> **Exercise brief**: Which lines in the listing below contain the string "blurred"? Copy each of them out, treating uppercase and lowercase as different.

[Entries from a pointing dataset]
'''

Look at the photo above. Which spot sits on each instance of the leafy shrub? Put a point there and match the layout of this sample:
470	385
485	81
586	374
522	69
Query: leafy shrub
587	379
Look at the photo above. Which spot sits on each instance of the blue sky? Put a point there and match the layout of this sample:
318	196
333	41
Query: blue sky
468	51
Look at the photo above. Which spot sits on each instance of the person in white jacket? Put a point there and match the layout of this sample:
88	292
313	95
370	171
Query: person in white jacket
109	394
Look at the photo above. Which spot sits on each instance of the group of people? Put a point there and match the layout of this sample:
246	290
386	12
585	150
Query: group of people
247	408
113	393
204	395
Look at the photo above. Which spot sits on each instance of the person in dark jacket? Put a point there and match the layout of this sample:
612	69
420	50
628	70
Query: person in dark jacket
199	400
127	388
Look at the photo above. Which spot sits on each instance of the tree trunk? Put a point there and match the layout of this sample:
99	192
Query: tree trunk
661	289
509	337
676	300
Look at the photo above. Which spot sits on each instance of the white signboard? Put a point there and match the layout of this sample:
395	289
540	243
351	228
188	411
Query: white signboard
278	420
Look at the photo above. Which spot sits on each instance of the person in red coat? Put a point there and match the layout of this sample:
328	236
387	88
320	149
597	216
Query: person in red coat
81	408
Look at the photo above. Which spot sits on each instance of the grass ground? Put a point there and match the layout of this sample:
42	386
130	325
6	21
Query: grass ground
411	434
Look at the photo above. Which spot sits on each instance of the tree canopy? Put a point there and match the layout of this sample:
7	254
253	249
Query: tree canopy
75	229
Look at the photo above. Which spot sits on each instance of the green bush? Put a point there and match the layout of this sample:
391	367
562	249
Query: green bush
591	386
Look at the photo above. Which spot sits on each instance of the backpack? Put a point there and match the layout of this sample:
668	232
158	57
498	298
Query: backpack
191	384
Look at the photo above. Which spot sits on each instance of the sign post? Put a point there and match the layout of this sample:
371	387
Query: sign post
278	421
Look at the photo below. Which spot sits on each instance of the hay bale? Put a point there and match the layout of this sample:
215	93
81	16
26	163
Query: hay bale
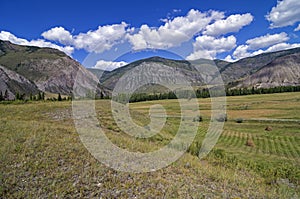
250	143
268	128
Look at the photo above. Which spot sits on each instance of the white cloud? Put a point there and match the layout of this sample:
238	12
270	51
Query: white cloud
285	13
58	34
243	51
109	65
173	32
208	47
267	40
282	46
233	23
7	36
298	28
104	38
228	58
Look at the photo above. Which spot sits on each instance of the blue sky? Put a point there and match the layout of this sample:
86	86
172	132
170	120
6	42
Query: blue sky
98	33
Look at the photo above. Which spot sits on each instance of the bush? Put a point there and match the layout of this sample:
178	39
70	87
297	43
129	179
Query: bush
198	119
239	120
250	143
222	118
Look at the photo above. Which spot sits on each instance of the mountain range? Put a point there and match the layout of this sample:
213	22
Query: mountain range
29	70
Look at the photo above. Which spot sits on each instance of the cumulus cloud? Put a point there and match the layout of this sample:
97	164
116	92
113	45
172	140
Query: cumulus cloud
58	34
233	23
285	13
208	47
98	41
243	51
267	40
109	65
7	36
228	58
104	38
173	32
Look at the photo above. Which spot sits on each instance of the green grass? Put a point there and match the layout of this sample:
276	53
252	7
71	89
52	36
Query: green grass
42	155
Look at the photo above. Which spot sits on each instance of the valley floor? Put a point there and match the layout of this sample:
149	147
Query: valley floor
256	156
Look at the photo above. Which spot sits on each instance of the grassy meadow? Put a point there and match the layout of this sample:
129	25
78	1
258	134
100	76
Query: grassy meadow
256	156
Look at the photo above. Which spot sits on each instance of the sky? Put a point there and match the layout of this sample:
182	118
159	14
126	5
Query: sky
110	34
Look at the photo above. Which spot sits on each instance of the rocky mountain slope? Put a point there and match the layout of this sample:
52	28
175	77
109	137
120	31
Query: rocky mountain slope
49	69
265	70
13	83
188	69
283	71
251	65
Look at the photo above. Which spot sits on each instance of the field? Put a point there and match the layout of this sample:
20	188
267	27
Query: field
256	156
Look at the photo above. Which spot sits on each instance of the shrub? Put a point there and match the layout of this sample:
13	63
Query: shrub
222	118
198	119
239	120
250	143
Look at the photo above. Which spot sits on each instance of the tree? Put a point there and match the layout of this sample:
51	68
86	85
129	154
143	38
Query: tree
6	95
59	97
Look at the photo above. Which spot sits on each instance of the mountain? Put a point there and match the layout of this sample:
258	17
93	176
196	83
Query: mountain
282	71
189	69
13	83
49	69
266	70
250	65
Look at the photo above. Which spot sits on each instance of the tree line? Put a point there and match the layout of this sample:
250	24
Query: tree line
40	96
203	93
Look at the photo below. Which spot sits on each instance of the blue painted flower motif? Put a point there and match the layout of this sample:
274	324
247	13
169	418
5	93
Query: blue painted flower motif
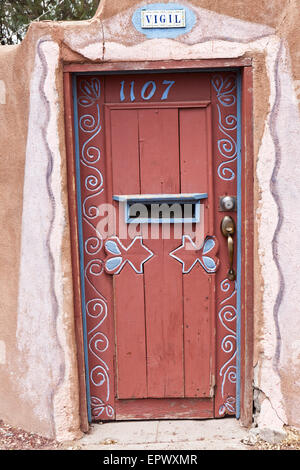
91	91
136	254
190	254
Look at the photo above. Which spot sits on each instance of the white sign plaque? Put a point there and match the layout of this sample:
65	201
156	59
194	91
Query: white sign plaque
163	18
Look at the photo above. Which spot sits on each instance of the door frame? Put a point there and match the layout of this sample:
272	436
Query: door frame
245	214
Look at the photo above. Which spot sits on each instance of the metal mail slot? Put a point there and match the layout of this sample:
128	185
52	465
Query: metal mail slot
158	208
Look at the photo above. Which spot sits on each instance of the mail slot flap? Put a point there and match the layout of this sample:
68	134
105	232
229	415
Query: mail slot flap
161	208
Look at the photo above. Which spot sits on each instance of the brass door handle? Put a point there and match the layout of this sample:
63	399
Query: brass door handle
228	230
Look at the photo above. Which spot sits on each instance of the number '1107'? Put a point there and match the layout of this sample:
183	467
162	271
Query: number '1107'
148	90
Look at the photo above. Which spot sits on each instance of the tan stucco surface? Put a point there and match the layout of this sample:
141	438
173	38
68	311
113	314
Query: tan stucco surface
38	369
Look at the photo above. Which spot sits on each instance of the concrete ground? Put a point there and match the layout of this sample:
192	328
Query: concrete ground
223	434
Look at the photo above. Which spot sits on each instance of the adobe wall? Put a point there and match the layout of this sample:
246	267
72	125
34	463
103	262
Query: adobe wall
38	369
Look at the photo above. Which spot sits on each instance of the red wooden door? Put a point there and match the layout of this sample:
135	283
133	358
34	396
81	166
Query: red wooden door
153	288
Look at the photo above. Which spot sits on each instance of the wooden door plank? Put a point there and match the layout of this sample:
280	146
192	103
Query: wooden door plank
193	150
128	285
130	334
159	160
167	408
197	284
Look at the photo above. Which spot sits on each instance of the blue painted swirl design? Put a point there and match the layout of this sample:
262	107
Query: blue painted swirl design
96	306
227	315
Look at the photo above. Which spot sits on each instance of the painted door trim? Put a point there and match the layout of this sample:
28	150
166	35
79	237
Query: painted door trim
245	214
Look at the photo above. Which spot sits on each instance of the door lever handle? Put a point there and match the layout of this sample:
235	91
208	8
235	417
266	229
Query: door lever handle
228	230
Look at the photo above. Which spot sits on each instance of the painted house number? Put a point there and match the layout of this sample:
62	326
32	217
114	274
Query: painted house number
148	90
163	18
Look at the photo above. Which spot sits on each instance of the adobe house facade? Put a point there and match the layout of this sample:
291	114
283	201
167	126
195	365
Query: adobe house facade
46	384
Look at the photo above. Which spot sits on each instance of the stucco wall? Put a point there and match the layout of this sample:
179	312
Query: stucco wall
38	370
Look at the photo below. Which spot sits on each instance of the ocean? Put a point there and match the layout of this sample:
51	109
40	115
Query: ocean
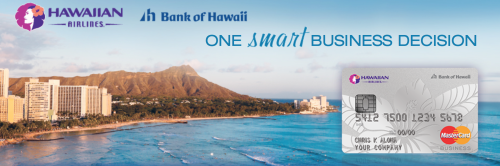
276	140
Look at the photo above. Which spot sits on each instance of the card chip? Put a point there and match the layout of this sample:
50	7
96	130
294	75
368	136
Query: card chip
365	103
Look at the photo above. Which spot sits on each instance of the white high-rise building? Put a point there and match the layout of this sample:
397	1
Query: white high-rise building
315	104
4	82
37	99
52	101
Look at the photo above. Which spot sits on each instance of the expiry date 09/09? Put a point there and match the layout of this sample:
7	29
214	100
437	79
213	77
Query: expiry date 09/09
414	117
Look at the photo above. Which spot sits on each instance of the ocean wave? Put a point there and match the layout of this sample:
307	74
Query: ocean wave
164	150
185	161
218	138
265	160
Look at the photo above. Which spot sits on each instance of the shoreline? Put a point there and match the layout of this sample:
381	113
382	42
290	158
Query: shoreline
114	126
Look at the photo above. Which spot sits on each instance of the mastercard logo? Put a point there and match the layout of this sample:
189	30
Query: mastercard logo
460	135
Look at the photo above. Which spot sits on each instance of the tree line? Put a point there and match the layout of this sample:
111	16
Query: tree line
162	107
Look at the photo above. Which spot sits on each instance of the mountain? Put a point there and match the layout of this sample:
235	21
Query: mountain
177	81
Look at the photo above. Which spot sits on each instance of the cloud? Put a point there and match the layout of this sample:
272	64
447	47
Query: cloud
114	52
197	65
304	52
74	68
158	66
188	51
237	68
313	66
299	70
266	68
19	46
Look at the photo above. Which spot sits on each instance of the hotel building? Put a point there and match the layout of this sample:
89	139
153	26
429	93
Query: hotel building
37	99
4	82
316	104
67	101
11	109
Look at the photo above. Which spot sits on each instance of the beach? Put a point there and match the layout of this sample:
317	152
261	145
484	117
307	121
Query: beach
32	135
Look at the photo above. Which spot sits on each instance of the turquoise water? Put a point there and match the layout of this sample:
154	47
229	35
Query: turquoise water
277	140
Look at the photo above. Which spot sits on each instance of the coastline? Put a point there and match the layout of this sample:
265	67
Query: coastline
112	126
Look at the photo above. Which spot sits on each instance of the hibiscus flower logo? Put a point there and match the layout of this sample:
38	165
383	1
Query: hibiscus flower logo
30	16
411	99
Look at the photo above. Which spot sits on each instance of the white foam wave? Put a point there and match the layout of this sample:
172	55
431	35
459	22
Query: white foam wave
261	159
185	161
164	150
218	138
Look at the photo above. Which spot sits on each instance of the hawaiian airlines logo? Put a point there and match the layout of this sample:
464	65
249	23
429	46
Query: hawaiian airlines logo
30	16
460	135
354	79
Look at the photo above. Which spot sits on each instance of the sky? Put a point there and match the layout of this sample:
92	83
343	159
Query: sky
277	72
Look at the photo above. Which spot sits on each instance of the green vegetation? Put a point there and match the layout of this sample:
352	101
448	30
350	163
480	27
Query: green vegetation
152	108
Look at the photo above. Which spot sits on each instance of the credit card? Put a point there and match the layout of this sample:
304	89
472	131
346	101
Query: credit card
410	110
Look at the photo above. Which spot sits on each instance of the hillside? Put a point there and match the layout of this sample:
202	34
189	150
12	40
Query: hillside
177	81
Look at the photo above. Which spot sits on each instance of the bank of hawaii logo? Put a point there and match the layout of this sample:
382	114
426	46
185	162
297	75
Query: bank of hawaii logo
354	79
30	16
460	135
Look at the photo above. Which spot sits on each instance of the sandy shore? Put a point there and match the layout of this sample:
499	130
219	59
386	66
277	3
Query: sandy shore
112	126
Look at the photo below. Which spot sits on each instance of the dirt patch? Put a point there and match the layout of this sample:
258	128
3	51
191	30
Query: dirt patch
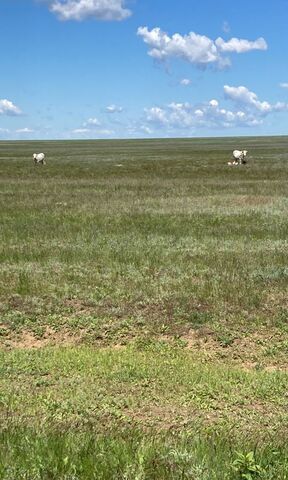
28	339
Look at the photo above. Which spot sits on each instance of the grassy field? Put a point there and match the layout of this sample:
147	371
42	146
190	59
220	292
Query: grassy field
144	310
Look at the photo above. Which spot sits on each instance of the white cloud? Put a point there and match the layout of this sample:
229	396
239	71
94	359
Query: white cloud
93	122
105	132
247	111
226	27
238	45
196	49
81	130
114	109
24	130
185	82
108	10
243	96
8	108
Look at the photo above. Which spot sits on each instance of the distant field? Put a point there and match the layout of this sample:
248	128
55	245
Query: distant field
144	308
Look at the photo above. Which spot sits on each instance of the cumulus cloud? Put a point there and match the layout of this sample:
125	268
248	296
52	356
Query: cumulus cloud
108	10
8	108
238	45
185	82
24	130
81	130
92	122
249	99
114	109
247	111
226	27
196	49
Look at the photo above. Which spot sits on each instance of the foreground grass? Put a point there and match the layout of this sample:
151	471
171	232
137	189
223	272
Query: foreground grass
168	270
147	411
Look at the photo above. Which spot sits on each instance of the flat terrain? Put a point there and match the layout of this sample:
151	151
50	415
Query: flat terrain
144	310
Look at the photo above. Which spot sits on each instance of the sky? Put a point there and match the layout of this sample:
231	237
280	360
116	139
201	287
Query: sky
79	69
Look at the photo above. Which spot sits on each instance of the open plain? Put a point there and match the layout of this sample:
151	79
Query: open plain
144	310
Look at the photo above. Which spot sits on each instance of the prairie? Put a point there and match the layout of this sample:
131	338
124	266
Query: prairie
143	300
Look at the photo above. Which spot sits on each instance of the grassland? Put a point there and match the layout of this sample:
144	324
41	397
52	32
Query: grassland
144	311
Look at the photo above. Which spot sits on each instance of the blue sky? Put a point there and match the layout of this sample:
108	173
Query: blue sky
143	68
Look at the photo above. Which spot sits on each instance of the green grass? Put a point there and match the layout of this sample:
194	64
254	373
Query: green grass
156	295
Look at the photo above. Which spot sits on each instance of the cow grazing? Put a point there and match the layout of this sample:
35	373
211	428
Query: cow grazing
39	158
239	157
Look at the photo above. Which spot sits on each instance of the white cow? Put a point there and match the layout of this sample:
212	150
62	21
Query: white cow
39	158
239	157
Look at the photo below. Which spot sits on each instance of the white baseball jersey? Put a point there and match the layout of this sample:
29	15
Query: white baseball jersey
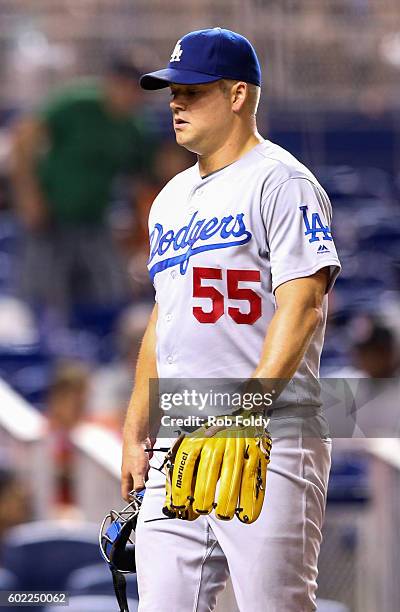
219	247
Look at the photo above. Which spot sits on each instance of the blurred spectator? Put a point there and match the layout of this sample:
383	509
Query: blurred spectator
376	350
66	408
15	503
169	160
111	385
66	160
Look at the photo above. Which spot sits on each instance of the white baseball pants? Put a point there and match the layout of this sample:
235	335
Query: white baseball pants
182	566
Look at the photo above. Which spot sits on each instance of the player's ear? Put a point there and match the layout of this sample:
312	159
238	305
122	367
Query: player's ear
239	95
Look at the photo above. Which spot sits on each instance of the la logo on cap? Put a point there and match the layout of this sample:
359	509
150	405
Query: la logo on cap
177	52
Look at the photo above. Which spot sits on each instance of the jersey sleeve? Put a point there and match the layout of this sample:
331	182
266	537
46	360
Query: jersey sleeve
297	216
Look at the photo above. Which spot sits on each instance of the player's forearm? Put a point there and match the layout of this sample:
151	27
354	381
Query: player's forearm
288	337
137	422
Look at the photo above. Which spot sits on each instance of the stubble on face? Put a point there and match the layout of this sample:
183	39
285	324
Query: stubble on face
200	115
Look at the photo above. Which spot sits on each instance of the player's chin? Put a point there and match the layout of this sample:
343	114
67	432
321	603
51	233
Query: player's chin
183	138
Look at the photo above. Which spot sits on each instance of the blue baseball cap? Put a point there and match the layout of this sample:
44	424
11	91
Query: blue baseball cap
204	56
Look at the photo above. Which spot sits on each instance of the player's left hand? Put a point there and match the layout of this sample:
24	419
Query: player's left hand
235	456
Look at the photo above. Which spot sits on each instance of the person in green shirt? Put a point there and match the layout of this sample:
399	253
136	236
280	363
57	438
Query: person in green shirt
66	159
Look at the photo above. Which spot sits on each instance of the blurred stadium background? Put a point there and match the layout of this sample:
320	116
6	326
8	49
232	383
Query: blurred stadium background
332	97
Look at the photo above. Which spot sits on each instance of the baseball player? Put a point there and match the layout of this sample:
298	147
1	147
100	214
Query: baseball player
242	259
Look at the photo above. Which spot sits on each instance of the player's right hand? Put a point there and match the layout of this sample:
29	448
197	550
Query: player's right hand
135	466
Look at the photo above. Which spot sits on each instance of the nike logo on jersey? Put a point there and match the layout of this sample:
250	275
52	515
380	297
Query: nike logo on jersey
186	241
315	226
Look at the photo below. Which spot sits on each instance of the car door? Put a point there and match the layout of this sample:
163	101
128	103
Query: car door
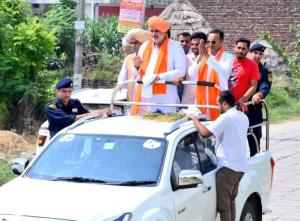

'''

> **Written response**:
Look at the photo above. Which spot sits on each instance of the blurred spectator? Put a point there and match the layout of this sample:
Query: blurred spectator
Look at the photo above. Which spot sits on each instance of the blurred stadium background? Put a point there and match the layout of this sample:
Query: blurred stadium background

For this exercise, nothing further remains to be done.